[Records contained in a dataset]
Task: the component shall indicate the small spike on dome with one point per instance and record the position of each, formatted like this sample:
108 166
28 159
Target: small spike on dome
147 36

◆ **What is needed**
Every line of the data must appear again in the answer, exactly as written.

◆ **Worked solution**
Task: the component shall indicate the small spike on dome with one point per instance and record the position of each, formatted like this sample:
108 166
28 159
Target: small spike on dome
147 36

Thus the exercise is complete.